> **Extracted text**:
::::

Outside of the University sphere, George Trotter served as President of the Economic Society of South Africa in 1976-77. He and his wife Deeann shared an abiding interest in music and the arts. Both were members of the University Choir and George was a long-time member of the Durban Men’s Choir. It was, however, as a teacher and an academic that he will be remembered most fondly, above all for his unwavering commitment to the finest values of academic freedom and open discourse.
Professor Mabutho Sibanda
Dean and Head of School Accounting, Economics and Finance
Tribute to Professor Philip BlackThe passing of Philip Black in Cape Town at home on 19 June 2015 brought to an end the life of an extraordinary polymath. Philip was not only a doyen of South African economics, but also a highly talented musician, as well as a sportsman of note. Quite apart from his prodigious giftedness across such a vista of human endeavour, Philip will be remembered by an astonishingly wide range of people for his generosity, gentility, open-mindedness and sheer zest for life. His full obituaray "Obituary: Philip Andrew Black: 1947-2015", Dollery BE, 2015 was published in: South African Journal of Economics, v. 83 (3), p. 472-474 (2015) -- issn:0038-2280
Tribute to Professor Harry Zarenda
It is with great sadness that we learnt of the recent death of Professor Harry Zarenda. Harry was well known in the Economics community, and as a committed member of the Economic Society of South Africa. He was a member of the Economics Department (later the School of Economic and Business Science at Wits for approximately 40 Years). During that time he often served at Acting Head of School and in various other official capacities within the Faculty of Commerce.

::::

> **What you have to do**:
Write the next part of the tributes to South African economists, starting right after its final sentence about Harry Zarenda. The listing that comes next is separate material and is not part of the tributes text.

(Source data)
::::

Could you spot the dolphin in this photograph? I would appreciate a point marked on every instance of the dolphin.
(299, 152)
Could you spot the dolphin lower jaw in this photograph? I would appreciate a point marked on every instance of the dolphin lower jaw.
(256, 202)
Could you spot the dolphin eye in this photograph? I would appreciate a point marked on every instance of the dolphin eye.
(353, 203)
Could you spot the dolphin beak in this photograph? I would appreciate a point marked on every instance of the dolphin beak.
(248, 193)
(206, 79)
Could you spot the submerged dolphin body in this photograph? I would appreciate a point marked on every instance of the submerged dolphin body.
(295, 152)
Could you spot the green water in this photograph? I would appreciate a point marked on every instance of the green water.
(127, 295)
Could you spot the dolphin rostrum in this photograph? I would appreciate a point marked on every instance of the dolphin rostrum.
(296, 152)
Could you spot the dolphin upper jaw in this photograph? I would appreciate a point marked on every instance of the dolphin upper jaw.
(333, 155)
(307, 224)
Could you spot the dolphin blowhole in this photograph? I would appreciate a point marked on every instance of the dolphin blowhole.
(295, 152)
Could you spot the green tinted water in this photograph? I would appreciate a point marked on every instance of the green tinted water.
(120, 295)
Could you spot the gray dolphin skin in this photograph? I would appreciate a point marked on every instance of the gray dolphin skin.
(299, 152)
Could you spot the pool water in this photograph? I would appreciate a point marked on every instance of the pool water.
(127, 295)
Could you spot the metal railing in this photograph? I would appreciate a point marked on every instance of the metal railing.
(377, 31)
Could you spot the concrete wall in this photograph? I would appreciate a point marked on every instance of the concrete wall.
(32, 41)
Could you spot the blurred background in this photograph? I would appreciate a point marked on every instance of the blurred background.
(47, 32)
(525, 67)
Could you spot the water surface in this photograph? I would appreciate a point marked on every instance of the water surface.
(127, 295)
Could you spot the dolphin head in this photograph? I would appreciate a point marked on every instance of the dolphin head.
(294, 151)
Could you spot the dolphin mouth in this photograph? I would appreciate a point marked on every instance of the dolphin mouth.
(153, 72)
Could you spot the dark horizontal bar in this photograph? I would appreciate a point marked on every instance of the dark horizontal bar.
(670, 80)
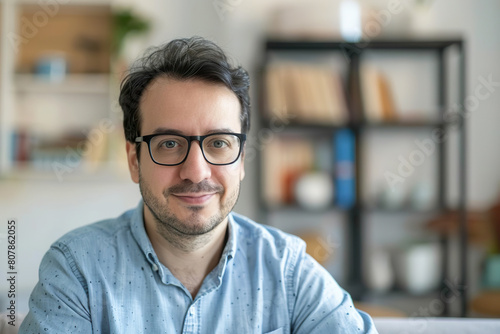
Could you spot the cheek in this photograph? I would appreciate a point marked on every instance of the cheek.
(158, 178)
(230, 176)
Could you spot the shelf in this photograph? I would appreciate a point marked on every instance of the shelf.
(71, 84)
(364, 105)
(325, 45)
(328, 127)
(292, 208)
(110, 171)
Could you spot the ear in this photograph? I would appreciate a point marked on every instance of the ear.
(133, 162)
(242, 164)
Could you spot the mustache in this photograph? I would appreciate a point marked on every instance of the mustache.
(190, 187)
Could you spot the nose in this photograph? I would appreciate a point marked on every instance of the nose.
(195, 168)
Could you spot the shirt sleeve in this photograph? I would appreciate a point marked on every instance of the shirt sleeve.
(320, 305)
(59, 302)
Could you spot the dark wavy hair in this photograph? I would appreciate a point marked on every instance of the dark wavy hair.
(181, 59)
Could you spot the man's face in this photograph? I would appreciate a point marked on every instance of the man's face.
(195, 196)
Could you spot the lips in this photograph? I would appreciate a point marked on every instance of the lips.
(194, 198)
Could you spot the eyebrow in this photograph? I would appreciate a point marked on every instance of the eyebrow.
(179, 132)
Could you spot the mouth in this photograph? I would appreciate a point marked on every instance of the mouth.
(194, 198)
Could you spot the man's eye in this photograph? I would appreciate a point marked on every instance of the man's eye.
(168, 144)
(219, 144)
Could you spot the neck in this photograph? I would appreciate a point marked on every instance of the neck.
(190, 258)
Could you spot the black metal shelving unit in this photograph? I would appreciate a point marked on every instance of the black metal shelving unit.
(353, 53)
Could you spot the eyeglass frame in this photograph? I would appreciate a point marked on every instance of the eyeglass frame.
(147, 139)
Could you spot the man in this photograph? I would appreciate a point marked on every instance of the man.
(181, 262)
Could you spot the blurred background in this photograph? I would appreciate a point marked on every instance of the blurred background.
(374, 133)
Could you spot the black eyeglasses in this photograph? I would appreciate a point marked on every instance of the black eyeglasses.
(166, 149)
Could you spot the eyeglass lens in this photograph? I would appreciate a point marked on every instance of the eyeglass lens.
(217, 148)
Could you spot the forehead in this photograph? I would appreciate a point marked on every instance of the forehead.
(193, 107)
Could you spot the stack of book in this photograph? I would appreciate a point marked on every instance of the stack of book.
(305, 93)
(378, 102)
(284, 161)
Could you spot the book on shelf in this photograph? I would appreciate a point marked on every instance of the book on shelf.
(284, 160)
(345, 182)
(305, 93)
(376, 94)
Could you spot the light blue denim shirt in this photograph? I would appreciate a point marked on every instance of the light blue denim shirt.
(106, 278)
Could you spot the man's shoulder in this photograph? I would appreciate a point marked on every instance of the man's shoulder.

::::

> **Task result**:
I knew Harry first as one of his students, then later on as a colleague at Wits, and most importantly as a friend. Writing this, the words that come to mind repeatedly are that he was quite simply one of the kindest, most decent human beings that I have ever met. I am sure that this sentiment is shared by all those within ESSA who came into contact with him and by the many thousands of students that had the privilege to be taught by him.
As an Economist he made contributions in various fields but primarily within Development Economics, and Trade and Industrial Policy but his influence extended way beyond the papers he published. One of the most extraordinary things was the way in which everybody turned to Harry for comments on their own work. He was exceptionally generous with his time and his comments and the result was that people from the extreme left to the extreme right (however loosely that might be defined) turned to him for input. He was able to cut through ideological differences and focus on the core merits of the arguments being presented. Behind the scenes he made various contributions to the development of post-apartheid economic policy.
In the last few years, whilst he was struggling with cancer, I never once heard him complain and he remained generous in spirit and in deed.
On a personal note, it is incredibly painful to say good-bye to this extraordinary man and as a Society we have lost one of our own. Please join me in celebrating his life and mourning his death.